____ DATA SUPPLIED

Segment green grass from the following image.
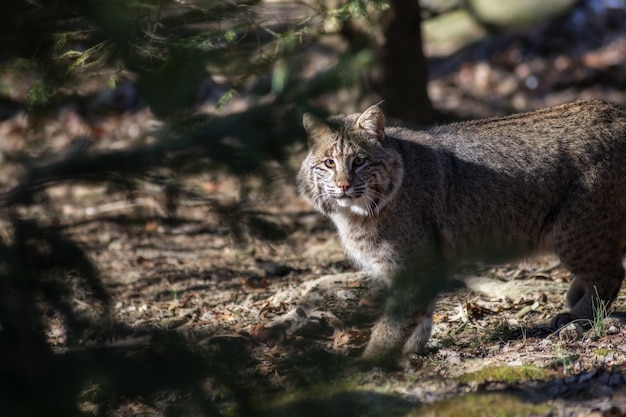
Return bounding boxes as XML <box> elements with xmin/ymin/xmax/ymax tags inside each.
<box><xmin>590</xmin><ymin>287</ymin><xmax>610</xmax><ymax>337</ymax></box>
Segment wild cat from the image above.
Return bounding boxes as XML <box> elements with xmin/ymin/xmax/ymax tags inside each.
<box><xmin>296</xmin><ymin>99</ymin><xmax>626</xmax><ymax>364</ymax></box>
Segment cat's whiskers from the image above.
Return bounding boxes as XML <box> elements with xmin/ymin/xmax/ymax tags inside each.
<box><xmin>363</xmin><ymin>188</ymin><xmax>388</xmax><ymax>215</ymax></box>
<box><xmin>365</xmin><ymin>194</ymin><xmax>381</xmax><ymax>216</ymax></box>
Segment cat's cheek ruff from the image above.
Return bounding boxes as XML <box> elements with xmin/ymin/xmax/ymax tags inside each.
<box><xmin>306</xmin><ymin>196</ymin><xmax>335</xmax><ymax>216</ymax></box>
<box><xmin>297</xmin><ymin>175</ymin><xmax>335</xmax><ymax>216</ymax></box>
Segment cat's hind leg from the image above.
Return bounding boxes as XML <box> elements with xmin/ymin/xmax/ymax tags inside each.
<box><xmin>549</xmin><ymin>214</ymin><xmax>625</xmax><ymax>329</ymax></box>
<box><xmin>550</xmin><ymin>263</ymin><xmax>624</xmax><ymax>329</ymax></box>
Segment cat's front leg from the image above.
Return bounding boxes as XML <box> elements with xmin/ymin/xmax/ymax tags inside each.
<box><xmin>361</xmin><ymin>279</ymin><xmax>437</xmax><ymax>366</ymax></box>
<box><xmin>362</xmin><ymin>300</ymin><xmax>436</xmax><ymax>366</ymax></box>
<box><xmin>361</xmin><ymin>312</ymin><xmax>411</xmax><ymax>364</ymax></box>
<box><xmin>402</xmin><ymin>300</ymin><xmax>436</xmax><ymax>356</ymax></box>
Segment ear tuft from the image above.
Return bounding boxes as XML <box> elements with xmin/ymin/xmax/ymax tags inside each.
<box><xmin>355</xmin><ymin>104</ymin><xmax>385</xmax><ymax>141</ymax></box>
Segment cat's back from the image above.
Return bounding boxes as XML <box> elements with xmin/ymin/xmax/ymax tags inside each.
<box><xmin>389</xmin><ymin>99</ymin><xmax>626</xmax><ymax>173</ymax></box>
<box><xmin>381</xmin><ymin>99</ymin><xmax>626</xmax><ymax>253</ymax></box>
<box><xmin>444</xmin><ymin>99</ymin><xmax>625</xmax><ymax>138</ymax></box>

________

▸ ACTIVITY:
Every line between the one holding "Segment cat's back from the image above." and the end of the listing above, inclusive, must be transcribed exactly; omit all others.

▸ WRITTEN RESPONSE:
Segment cat's back from the image above.
Return bounding boxes as XML <box> elements with xmin/ymin/xmax/ymax tags inside each.
<box><xmin>389</xmin><ymin>99</ymin><xmax>626</xmax><ymax>173</ymax></box>
<box><xmin>381</xmin><ymin>99</ymin><xmax>626</xmax><ymax>253</ymax></box>
<box><xmin>444</xmin><ymin>99</ymin><xmax>625</xmax><ymax>138</ymax></box>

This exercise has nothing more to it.